• Material provided:
◇ ◇ ◇ ◇ ◇

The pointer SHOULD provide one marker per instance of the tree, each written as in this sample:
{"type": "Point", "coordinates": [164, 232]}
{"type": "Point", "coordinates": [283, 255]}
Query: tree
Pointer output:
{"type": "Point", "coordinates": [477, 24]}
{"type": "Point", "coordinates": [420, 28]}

◇ ◇ ◇ ◇ ◇

• Problem to work on: Filter the data for the string "tree" and copy every line that has it.

• Solved exercise:
The pointer SHOULD provide one marker per instance of the tree, each written as in this sample:
Query: tree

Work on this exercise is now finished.